▶ [PROBLEM] Find the line with "Could you please mark the shower" in the entries below. Repeat it, every following line, and the line with "Could you please mark the neck", exactly and with nothing added.

▶ [EXTRACTED INFORMATION]
++++++++++++++++++++

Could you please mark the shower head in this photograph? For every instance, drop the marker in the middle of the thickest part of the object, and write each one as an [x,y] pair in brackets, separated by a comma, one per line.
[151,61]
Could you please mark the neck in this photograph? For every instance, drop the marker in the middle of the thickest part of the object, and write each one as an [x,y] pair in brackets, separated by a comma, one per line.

++++++++++++++++++++

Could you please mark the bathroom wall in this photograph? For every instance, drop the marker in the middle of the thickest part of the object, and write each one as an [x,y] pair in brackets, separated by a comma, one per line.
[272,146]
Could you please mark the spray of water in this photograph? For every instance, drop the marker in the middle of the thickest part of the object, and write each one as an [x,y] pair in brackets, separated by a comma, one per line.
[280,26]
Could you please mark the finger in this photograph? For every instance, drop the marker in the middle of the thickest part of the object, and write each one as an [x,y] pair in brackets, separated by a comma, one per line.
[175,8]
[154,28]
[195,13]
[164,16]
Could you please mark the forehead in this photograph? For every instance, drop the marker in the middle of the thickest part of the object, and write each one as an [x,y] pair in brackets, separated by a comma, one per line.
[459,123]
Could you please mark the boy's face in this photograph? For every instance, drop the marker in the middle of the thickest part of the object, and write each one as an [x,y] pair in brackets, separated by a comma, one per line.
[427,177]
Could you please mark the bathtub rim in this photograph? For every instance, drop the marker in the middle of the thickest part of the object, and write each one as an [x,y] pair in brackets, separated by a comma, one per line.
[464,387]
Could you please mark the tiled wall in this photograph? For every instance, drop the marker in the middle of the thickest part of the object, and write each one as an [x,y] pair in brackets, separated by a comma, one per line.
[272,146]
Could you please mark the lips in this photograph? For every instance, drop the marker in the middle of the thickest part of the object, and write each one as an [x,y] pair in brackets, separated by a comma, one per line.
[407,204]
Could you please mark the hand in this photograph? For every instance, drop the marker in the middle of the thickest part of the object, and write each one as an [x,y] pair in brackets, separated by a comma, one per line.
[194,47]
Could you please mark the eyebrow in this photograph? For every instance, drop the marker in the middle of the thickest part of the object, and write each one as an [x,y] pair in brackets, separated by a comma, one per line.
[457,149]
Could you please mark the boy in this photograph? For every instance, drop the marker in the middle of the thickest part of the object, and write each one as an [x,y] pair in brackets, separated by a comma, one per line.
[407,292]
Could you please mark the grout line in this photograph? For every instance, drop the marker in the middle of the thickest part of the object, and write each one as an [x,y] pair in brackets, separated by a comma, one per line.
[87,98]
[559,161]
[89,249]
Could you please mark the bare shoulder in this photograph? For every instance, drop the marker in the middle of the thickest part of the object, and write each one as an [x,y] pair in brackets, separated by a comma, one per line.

++++++++++++++++++++

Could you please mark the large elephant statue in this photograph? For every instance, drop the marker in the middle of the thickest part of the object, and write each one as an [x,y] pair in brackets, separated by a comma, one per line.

++++++++++++++++++++

▶ [REPLY TO THE EXERCISE]
Could you please mark the shower head in this photograph? For every instance, drop the marker in the middle of the thickest part of the object, and write each one as an [x,y] pair in brackets, separated by a comma, one per line.
[151,61]
Could you please mark the neck in this photograph? For every instance, drop the marker in the middle of the thickest part of the object, and write each one as an [x,y] pair in brackets, separated by a comma, one per line.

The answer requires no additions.